GIVEN REQUEST
Starting with the line containing "Could you point out the curly" and continuing through the end of the rows, rewrite those lines in full, requests included. Multiply every coordinate in the answers by 1.9 and round to the nearest whole number, with halves rounding up.

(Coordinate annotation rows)
_ _ _ _ _

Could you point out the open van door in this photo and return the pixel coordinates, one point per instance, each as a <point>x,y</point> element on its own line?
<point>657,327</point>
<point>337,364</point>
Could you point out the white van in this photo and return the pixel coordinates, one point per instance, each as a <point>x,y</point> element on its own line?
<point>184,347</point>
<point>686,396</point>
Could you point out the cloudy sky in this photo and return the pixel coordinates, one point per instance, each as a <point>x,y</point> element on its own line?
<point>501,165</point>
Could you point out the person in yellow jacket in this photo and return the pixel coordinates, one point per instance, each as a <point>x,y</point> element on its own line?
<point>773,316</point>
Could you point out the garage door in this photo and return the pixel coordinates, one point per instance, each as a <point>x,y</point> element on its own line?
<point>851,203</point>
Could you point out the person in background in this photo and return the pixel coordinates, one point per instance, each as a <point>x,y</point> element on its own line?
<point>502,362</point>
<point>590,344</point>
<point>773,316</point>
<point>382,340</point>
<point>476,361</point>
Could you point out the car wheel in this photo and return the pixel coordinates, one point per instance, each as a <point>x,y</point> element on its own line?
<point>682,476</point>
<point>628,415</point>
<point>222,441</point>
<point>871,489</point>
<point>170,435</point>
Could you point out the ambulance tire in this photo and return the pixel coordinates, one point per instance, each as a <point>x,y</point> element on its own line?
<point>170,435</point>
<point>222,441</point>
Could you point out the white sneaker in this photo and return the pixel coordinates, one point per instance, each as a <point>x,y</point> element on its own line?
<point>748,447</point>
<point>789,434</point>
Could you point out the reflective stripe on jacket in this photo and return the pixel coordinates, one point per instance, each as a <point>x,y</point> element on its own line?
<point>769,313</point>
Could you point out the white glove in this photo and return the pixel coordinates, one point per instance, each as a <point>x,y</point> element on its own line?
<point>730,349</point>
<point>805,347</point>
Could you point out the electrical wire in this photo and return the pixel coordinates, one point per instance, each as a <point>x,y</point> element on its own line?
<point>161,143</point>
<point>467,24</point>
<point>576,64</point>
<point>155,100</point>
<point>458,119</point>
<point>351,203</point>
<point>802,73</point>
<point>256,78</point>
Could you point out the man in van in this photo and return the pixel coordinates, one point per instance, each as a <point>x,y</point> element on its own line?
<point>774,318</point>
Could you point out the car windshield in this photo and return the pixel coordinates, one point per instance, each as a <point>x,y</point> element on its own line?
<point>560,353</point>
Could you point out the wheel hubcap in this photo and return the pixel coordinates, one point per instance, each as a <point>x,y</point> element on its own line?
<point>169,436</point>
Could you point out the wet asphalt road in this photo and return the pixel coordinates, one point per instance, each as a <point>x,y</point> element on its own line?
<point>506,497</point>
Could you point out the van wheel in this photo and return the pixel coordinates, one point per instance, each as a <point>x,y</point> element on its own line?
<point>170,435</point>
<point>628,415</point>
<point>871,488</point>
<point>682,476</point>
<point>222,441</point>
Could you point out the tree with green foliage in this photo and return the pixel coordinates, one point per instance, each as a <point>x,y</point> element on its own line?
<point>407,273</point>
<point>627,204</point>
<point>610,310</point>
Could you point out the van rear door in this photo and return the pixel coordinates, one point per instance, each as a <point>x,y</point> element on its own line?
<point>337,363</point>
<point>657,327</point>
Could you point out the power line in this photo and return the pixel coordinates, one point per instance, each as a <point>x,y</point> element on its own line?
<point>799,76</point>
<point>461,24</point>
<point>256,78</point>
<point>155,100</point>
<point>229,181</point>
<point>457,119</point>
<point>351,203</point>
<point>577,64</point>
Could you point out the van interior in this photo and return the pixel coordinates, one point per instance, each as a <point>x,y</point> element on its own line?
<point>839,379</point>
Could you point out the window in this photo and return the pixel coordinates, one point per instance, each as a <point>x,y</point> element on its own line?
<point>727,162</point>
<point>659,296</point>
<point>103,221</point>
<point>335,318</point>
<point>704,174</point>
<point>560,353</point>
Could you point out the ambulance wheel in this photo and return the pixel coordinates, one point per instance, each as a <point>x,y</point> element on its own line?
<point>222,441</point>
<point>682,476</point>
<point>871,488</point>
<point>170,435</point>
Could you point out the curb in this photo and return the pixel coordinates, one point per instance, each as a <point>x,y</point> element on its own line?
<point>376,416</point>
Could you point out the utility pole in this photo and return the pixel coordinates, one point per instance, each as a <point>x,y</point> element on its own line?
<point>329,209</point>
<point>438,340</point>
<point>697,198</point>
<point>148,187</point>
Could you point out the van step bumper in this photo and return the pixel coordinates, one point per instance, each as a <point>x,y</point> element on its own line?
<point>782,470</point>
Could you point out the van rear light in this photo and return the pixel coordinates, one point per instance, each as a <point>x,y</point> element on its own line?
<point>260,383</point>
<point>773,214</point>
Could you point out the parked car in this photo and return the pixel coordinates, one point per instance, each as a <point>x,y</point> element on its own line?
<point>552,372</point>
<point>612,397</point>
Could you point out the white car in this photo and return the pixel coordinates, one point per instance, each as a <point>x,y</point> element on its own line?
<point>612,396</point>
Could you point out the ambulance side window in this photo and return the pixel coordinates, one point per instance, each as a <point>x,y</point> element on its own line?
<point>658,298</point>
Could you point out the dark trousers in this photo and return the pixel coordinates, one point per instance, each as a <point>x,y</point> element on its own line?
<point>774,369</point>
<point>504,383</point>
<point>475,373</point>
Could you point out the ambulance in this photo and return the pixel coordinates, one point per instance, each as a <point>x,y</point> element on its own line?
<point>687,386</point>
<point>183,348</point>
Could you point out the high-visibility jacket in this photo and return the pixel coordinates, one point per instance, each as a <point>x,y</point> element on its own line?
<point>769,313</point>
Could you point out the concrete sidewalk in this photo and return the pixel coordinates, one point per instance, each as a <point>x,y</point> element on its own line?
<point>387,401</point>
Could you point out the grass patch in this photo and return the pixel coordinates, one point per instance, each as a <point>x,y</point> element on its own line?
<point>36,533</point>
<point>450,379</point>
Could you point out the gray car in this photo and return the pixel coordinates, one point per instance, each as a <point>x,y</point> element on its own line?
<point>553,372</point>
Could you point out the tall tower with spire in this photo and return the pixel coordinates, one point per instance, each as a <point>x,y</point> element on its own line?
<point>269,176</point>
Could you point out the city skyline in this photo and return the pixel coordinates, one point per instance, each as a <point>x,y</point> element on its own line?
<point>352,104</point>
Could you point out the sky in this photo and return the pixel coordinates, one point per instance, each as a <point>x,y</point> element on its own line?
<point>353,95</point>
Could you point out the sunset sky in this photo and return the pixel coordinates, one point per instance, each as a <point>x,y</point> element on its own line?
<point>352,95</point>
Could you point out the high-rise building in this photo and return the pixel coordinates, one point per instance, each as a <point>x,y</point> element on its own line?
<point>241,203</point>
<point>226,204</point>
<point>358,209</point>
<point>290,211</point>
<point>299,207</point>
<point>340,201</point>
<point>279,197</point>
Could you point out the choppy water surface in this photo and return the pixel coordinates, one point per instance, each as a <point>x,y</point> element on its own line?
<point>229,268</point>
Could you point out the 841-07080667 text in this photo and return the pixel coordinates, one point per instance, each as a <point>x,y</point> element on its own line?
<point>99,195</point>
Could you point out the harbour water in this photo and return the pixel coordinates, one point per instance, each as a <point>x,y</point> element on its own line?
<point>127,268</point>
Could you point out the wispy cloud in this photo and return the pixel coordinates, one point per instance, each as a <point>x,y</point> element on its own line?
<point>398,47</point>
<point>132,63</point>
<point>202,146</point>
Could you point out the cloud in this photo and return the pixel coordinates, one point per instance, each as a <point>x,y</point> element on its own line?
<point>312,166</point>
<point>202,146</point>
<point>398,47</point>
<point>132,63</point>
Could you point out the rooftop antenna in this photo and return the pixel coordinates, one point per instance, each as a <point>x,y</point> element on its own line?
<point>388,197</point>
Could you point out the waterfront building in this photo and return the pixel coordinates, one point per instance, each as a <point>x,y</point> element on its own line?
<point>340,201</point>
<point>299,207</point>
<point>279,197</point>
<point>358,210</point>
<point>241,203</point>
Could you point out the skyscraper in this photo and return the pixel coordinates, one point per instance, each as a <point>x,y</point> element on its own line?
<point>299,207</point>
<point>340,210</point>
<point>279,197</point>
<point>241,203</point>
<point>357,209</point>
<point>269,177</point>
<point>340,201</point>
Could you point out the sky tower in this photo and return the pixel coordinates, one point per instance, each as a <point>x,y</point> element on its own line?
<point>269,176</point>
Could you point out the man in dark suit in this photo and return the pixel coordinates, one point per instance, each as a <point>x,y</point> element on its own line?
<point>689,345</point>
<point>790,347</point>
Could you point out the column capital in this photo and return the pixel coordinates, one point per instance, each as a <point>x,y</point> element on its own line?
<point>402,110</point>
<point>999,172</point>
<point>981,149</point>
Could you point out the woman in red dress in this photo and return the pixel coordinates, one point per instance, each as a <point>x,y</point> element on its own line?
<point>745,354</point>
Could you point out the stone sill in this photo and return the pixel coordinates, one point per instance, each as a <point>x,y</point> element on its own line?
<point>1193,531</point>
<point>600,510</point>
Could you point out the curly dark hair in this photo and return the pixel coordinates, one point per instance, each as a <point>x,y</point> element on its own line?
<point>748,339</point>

_ _ _ _ _

PROBLEM SOLUTION
Could you point out the curly dark hair in this photo and return the pixel coordinates, one point per instance, each as a <point>x,y</point> element on its own line?
<point>1421,644</point>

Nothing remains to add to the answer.